start
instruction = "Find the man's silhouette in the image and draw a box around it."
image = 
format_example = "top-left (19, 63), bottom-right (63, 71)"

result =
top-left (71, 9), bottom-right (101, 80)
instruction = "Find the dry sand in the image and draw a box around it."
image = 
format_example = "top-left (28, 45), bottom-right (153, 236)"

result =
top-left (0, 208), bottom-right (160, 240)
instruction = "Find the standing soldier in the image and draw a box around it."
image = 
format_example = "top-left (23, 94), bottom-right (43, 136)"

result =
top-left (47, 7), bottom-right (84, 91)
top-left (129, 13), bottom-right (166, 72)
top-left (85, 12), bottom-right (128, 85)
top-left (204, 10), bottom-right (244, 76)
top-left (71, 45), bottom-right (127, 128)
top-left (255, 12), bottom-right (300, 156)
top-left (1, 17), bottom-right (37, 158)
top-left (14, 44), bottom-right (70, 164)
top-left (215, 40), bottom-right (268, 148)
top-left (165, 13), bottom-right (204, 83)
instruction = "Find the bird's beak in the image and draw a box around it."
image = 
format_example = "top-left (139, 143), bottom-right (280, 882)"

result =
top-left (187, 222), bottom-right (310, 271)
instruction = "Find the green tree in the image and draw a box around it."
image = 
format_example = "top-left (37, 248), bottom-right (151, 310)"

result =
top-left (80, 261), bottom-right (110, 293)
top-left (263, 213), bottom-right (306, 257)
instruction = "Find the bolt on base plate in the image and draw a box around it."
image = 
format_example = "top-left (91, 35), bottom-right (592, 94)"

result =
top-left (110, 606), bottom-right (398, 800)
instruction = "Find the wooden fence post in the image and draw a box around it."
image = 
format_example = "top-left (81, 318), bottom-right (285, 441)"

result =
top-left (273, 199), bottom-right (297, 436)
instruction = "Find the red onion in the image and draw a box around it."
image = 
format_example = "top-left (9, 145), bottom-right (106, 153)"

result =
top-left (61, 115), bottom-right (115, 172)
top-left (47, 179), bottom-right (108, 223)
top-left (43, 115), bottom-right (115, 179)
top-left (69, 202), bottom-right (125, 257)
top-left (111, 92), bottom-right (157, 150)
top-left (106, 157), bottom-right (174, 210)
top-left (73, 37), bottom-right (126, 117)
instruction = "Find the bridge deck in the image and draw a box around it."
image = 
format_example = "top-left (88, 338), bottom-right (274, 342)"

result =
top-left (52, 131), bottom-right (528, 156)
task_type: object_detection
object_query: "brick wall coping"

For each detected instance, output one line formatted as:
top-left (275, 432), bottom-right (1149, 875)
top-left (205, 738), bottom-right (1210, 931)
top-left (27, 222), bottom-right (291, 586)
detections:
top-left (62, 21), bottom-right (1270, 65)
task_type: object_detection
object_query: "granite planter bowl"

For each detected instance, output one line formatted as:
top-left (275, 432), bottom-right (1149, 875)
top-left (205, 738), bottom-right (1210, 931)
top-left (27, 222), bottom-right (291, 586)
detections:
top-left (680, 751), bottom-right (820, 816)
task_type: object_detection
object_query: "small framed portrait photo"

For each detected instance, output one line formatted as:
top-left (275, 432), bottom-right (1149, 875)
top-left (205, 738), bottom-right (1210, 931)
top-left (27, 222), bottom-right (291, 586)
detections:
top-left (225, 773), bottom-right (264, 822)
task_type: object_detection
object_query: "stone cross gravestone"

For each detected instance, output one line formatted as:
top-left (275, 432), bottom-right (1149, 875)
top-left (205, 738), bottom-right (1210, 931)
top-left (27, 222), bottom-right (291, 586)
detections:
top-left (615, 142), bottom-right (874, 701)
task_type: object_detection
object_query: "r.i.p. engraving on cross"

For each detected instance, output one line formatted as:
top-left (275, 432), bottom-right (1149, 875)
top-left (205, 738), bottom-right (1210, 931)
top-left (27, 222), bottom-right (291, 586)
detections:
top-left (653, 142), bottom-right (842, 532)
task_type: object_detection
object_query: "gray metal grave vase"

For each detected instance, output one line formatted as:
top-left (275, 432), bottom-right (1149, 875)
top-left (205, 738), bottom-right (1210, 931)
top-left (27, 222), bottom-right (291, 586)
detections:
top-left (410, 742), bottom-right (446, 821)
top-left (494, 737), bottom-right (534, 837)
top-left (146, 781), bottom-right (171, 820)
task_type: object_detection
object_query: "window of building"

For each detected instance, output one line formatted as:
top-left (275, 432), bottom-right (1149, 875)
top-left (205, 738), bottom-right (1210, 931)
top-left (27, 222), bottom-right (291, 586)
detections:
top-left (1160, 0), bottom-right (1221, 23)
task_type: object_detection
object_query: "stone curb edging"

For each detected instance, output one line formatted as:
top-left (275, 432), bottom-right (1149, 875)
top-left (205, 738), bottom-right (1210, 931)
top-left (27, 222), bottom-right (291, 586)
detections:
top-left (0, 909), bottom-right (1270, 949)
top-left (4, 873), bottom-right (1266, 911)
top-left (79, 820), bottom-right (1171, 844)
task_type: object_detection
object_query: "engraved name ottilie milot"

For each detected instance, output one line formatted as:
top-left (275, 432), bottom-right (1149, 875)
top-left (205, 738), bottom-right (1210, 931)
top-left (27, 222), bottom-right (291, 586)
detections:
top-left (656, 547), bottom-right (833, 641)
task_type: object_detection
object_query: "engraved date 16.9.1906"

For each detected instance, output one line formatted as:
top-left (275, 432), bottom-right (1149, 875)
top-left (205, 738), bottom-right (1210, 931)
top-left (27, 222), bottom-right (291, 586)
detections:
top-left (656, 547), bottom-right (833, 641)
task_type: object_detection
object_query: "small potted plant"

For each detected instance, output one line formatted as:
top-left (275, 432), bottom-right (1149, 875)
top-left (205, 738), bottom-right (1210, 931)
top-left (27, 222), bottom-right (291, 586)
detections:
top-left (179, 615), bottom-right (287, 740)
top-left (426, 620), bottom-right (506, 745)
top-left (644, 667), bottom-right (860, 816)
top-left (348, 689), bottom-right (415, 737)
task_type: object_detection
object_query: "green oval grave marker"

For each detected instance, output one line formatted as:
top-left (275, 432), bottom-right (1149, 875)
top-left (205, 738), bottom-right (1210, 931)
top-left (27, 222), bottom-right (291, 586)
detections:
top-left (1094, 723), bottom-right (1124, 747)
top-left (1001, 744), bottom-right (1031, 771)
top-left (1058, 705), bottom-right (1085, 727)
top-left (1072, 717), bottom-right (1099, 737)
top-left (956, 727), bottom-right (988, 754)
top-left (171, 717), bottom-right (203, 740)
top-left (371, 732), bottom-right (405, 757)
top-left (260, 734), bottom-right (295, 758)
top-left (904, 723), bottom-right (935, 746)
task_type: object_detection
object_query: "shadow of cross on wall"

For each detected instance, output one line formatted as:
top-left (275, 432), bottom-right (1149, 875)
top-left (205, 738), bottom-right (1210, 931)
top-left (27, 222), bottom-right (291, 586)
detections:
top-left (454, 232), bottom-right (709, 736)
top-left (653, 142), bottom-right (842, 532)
end
TASK BRIEF:
Rewrite the data from its first line through the line containing "top-left (0, 208), bottom-right (160, 240)", adding 28 to every coordinate in the answers and keeping all other lines unchanged.

WRITTEN RESPONSE:
instruction = "Find the man's silhouette in the image and draw a box around it."
image = 
format_example = "top-left (19, 63), bottom-right (63, 71)"

result =
top-left (99, 37), bottom-right (129, 108)
instruction = "Find the dry sand in the image and draw a box around it."
image = 
format_example = "top-left (28, 45), bottom-right (153, 236)"

result =
top-left (28, 236), bottom-right (188, 268)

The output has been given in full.